▶ [Seite]
______

Unter den alten Kunstwerken aus Metall in Meklenburg und vielleicht in Norddeutschland und weiterem Kreise nimmt ein bisher noch nicht besprochenes bronzenes Tauffaß in der Marienkirche zu Rostock durch sein hohes Alter, seine Größe und seine Schönheit unstreitig den ersten Rang ein; ja man könnte demselben wohl eine hervorragende Stelle unter allen Gußwerken des frühern Mittelalters 1 ) zuerkennen.

Das Ganze besteht aus einem runden Tauffaß, welches von vier Figuren getragen und von einem kegelförmigen Deckel zugedeckt wird, auf dessen Spitze ein Adler mit ausgebreiteten Flügeln steht.

______

▶ [Bereitgestelltes Material]
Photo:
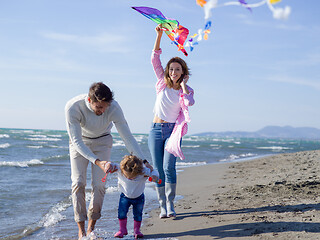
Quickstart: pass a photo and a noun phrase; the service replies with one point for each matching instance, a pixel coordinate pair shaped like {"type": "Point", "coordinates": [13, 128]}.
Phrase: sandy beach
{"type": "Point", "coordinates": [275, 197]}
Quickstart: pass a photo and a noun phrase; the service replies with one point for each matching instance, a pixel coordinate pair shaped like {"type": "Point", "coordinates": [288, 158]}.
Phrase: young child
{"type": "Point", "coordinates": [131, 181]}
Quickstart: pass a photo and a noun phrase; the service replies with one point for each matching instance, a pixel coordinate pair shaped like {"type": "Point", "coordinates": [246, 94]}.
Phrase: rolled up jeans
{"type": "Point", "coordinates": [163, 161]}
{"type": "Point", "coordinates": [101, 147]}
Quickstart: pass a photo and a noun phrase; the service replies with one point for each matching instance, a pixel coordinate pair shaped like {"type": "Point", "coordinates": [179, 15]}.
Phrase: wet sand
{"type": "Point", "coordinates": [275, 197]}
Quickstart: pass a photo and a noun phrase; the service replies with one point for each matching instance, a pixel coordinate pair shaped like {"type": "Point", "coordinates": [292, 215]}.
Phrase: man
{"type": "Point", "coordinates": [90, 118]}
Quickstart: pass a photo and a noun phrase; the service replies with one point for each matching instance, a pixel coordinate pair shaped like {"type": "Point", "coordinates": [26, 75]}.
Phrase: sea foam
{"type": "Point", "coordinates": [21, 163]}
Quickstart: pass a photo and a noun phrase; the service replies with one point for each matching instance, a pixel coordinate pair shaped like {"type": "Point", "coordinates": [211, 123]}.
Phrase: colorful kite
{"type": "Point", "coordinates": [278, 13]}
{"type": "Point", "coordinates": [177, 33]}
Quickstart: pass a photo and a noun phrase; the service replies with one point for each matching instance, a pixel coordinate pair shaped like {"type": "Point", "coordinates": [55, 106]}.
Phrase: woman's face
{"type": "Point", "coordinates": [175, 71]}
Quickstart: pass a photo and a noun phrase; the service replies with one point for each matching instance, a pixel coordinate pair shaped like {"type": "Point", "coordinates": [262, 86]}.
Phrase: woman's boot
{"type": "Point", "coordinates": [123, 228]}
{"type": "Point", "coordinates": [136, 229]}
{"type": "Point", "coordinates": [170, 189]}
{"type": "Point", "coordinates": [162, 201]}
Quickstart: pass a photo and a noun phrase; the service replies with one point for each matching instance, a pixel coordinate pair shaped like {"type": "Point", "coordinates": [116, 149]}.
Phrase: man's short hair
{"type": "Point", "coordinates": [100, 92]}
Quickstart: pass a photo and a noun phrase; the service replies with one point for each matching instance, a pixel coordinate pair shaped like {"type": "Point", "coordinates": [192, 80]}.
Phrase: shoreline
{"type": "Point", "coordinates": [273, 197]}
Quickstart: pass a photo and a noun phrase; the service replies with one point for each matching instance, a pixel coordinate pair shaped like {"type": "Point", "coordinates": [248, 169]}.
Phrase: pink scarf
{"type": "Point", "coordinates": [181, 127]}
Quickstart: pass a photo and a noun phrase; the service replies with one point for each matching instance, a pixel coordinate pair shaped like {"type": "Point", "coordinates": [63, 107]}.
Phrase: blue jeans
{"type": "Point", "coordinates": [137, 207]}
{"type": "Point", "coordinates": [163, 161]}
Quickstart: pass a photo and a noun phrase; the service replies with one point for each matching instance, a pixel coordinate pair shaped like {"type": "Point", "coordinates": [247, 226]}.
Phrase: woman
{"type": "Point", "coordinates": [169, 124]}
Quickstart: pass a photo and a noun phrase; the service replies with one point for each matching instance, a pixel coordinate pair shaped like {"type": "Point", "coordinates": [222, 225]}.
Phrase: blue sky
{"type": "Point", "coordinates": [253, 70]}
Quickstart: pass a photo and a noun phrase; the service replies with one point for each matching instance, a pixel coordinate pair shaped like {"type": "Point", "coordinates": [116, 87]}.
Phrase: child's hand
{"type": "Point", "coordinates": [185, 80]}
{"type": "Point", "coordinates": [154, 178]}
{"type": "Point", "coordinates": [110, 167]}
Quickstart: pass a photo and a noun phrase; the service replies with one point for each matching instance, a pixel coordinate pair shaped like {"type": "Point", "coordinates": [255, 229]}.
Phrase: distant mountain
{"type": "Point", "coordinates": [287, 132]}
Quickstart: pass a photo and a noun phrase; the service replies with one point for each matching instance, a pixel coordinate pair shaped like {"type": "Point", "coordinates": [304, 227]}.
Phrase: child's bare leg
{"type": "Point", "coordinates": [91, 224]}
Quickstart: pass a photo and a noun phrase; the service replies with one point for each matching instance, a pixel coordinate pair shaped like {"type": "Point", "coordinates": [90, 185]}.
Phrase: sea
{"type": "Point", "coordinates": [35, 185]}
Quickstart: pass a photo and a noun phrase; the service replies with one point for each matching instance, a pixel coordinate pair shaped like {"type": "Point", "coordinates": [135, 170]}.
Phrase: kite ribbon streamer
{"type": "Point", "coordinates": [177, 33]}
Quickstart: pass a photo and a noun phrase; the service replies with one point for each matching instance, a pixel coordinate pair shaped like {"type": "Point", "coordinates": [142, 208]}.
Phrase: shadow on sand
{"type": "Point", "coordinates": [246, 229]}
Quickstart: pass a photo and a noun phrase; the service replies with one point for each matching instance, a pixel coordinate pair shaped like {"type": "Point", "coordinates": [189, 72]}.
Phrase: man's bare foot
{"type": "Point", "coordinates": [91, 224]}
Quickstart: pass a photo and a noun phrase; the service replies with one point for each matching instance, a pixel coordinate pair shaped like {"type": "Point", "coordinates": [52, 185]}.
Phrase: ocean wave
{"type": "Point", "coordinates": [191, 146]}
{"type": "Point", "coordinates": [37, 147]}
{"type": "Point", "coordinates": [5, 145]}
{"type": "Point", "coordinates": [55, 136]}
{"type": "Point", "coordinates": [32, 162]}
{"type": "Point", "coordinates": [43, 139]}
{"type": "Point", "coordinates": [118, 144]}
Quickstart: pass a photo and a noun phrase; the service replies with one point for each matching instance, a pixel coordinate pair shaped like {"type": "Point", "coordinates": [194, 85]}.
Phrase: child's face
{"type": "Point", "coordinates": [175, 71]}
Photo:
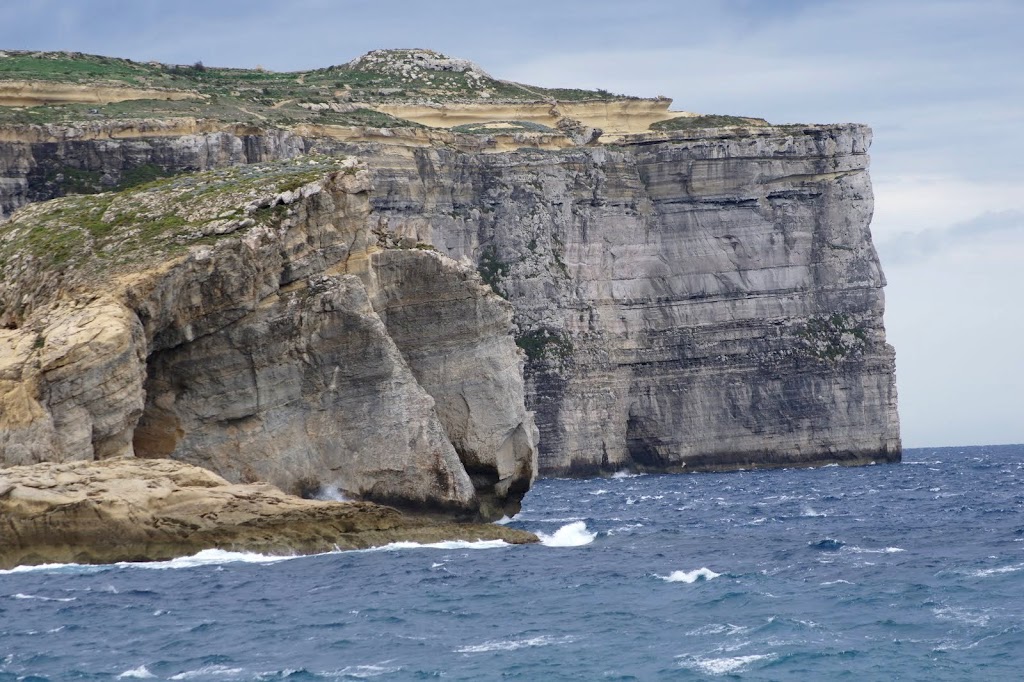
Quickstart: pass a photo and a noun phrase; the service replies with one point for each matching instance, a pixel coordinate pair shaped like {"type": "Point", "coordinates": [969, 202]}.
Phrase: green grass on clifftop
{"type": "Point", "coordinates": [109, 231]}
{"type": "Point", "coordinates": [707, 121]}
{"type": "Point", "coordinates": [260, 96]}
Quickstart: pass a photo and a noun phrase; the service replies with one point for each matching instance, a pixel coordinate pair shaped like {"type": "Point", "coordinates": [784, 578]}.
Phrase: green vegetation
{"type": "Point", "coordinates": [493, 269]}
{"type": "Point", "coordinates": [709, 121]}
{"type": "Point", "coordinates": [258, 96]}
{"type": "Point", "coordinates": [504, 128]}
{"type": "Point", "coordinates": [104, 231]}
{"type": "Point", "coordinates": [545, 344]}
{"type": "Point", "coordinates": [834, 337]}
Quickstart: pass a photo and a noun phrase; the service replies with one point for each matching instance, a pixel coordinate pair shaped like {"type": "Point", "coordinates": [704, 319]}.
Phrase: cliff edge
{"type": "Point", "coordinates": [379, 276]}
{"type": "Point", "coordinates": [249, 321]}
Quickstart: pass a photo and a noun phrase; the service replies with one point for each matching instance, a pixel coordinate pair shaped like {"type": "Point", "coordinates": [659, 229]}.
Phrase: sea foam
{"type": "Point", "coordinates": [570, 535]}
{"type": "Point", "coordinates": [34, 596]}
{"type": "Point", "coordinates": [455, 544]}
{"type": "Point", "coordinates": [723, 666]}
{"type": "Point", "coordinates": [513, 644]}
{"type": "Point", "coordinates": [209, 557]}
{"type": "Point", "coordinates": [702, 573]}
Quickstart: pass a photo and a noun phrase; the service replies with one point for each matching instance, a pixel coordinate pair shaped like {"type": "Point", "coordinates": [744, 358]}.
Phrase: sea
{"type": "Point", "coordinates": [897, 571]}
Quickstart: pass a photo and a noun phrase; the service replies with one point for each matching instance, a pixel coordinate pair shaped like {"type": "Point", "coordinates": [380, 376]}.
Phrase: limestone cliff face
{"type": "Point", "coordinates": [38, 163]}
{"type": "Point", "coordinates": [261, 351]}
{"type": "Point", "coordinates": [690, 301]}
{"type": "Point", "coordinates": [144, 510]}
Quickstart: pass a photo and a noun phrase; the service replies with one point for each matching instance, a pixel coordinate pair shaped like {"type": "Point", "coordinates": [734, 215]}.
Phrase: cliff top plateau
{"type": "Point", "coordinates": [407, 88]}
{"type": "Point", "coordinates": [409, 282]}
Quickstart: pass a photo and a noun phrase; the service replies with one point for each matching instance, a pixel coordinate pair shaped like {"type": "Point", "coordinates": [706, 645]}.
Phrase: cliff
{"type": "Point", "coordinates": [145, 510]}
{"type": "Point", "coordinates": [702, 295]}
{"type": "Point", "coordinates": [706, 299]}
{"type": "Point", "coordinates": [250, 322]}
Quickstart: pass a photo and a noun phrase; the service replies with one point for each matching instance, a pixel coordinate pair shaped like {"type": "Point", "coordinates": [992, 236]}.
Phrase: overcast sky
{"type": "Point", "coordinates": [940, 82]}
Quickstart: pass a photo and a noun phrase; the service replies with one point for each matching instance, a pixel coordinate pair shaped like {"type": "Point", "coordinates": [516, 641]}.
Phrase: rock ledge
{"type": "Point", "coordinates": [148, 510]}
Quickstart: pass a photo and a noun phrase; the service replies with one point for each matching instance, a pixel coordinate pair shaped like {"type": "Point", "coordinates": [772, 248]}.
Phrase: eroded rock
{"type": "Point", "coordinates": [146, 510]}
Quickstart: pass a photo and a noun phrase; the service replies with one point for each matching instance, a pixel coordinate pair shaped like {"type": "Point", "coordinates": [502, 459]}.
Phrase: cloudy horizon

______

▶ [Aufgabe A] Zähle, in wie vielen Zeilen der Liste das Wort „child“ vorkommt, und gib nur die Zahl an. Groß- und Kleinschreibung wird beachtet.
▶ [Aufgabe B] Schreib den Text über das Tauffass in der Rostocker Marienkirche nach seinem letzten Satz weiter.

▶ [Endgültige Antwort A] 4

▶ [Endgültige Antwort B]
Das Ganze ist über 10 Fuß hamburger Maaß hoch. Das Tauffaß ist 2 1/2 Fuß, die 4 tragenden Figuren sind bis zur Höhe der tragenden Schultern über 1 1/2 Fuß, der Deckel bis zur Spitze des Adlers über 6 Fuß hoch. Das Werk macht also einen sehr großartigen Eindruck und ist in seiner Einrichtung ungewöhnlich, da alte Taufkessel mit Deckeln sehr selten sind. Der Deckel hat in alten Zeiten in Ketten über dem Tauffaß geschwebt, so daß er beim Gebrauche nur zur Seite geschoben zu werden brauchte; hiezu dienten 4 große Bronzeringe, welche von 4 Löwenköpfen am untersten, weitesten Rande des Deckels im Maule gehalten werden.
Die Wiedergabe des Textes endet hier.